La décision a donc été prise uniquement en fonction de la situation de 2016? Pourquoi si tard? Après tout, les accords d’Oslo ont débuté en 1993 et suscitaient déjà de nombreuses critiques; la Seconde Intifada, en réaction à ces accords, a commencé en 2000. Par ailleurs, les communistes palestiniens militent pour une solution à deux États depuis plus de 60 ans, tandis que d’autres forces, comme le FPLP, l’ont toujours rejetée.
Le premier plénum du Comité central du Parti communiste, convoqué après la publication du plan de partage de l’ONU en 1947, vota contre. Un coup d’État interne mineur eut alors lieu, et la direction finit par l’accepter. Sans cet accord, elle aurait dû se préparer à la guerre. Elle ne le fit pas. Au lieu de cela, elle accepta le plan et perdit la guerre qui s’ensuivit.
L’Union soviétique a accepté le plan de partage. Plusieurs théories expliquent pourquoi le PCUS, malgré sa position antisioniste, a plaidé pour la création d’un État sioniste…
L’Union soviétique voyait en Israël un État démocratique susceptible de devenir le centre d’un projet démocratique régional. Malheureusement, elle n’a pas su percevoir Israël pour ce qu’il était réellement : un État capitaliste et colonial. Staline a commis une erreur. En tant que communistes, nous ne devrions pas avoir honte des erreurs de notre mouvement, erreurs que nous devons aujourd’hui critiquer. Nous sommes "staliniens" lorsqu’il s’agit d’organiser et de construire le socialisme. Mais cela ne signifie pas que nous devions approuver chacune des positions ou décisions prises par Staline sur tous les sujets. Cela vaut également pour la Palestine.
==============================
*À FAIRE*
1 > Répondez brièvement à ces questions sur le texte consacré au plan de partage :
(a) En quelle année les accords d'Oslo ont-ils débuté ?
(b) Comment le premier plénum du Comité central du Parti communiste a-t-il voté sur le plan de partage de l'ONU de 1947 ?
(c) Que voyait l'Union soviétique en Israël ?
2 > Poursuivez le texte consacré au plan de partage à la suite de sa dernière phrase.
==============================
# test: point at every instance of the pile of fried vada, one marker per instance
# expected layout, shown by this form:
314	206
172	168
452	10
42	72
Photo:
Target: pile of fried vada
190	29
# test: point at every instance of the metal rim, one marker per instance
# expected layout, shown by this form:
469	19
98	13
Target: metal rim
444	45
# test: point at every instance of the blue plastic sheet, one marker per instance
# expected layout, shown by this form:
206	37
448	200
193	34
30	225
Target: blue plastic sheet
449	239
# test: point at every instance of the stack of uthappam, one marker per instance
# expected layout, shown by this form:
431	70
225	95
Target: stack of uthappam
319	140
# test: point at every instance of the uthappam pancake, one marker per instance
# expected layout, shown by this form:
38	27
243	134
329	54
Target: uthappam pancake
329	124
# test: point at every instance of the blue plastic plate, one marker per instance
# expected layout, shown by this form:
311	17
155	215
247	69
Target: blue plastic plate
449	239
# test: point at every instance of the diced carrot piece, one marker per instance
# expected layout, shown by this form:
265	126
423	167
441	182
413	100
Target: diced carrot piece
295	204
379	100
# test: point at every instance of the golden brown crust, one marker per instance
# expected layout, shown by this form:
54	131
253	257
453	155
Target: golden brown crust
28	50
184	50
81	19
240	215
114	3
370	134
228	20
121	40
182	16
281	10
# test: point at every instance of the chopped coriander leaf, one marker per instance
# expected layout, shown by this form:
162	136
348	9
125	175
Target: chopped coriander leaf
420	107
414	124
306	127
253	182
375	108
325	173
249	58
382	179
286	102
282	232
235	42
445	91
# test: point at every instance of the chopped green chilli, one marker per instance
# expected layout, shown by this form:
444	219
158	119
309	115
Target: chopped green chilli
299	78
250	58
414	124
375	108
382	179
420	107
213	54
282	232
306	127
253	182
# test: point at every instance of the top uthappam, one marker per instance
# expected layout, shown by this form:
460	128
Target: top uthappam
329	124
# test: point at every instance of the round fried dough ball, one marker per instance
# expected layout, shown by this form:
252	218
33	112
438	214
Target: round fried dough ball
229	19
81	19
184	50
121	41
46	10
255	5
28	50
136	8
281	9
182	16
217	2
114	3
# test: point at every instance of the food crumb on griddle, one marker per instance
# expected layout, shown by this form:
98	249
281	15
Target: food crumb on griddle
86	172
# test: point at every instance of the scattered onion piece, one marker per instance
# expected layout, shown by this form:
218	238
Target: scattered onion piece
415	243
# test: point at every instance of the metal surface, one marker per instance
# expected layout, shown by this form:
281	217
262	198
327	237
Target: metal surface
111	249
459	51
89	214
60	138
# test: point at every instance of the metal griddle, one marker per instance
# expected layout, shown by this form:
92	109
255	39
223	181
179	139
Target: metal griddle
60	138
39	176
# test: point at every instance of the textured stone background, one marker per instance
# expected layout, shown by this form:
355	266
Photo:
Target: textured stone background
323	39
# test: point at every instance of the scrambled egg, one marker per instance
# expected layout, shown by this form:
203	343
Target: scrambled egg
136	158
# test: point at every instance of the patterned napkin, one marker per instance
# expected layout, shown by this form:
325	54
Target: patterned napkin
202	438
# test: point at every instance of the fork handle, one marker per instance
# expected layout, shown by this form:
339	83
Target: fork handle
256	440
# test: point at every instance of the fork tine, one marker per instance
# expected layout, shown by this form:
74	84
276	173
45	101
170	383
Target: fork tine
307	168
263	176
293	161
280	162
==============================
*TÂCHES RÉSOLUES*
1 >
(a) En 1993.
(b) Il a voté contre.
(c) Un État démocratique susceptible de devenir le centre d'un projet démocratique régional.

2 >
Cette démarche d’autocritique concernant une position aussi longtemps défendue est remarquable et, malheureusement, loin d’être acquise. Comment s’est déroulée la discussion sur la révision de la position en faveur d’une solution à deux États?
Nous avons régulièrement débattu de cette question pendant huit ans. Nous avons progressivement élaboré collectivement une position fondée sur la réflexion et l’étude. Au terme de ce débat, nous avons remanié notre programme et formulé publiquement notre autocritique.
Une grande partie du mouvement communiste, voire la plupart des partis dans le monde, continue d’adhérer à la solution à deux États. Essayez-vous de faire évoluer cette position? Vous entretenez des liens étroits avec le KKE grec, par exemple. Or, ce parti reste inflexiblement attaché à sa position sur la solution à deux États.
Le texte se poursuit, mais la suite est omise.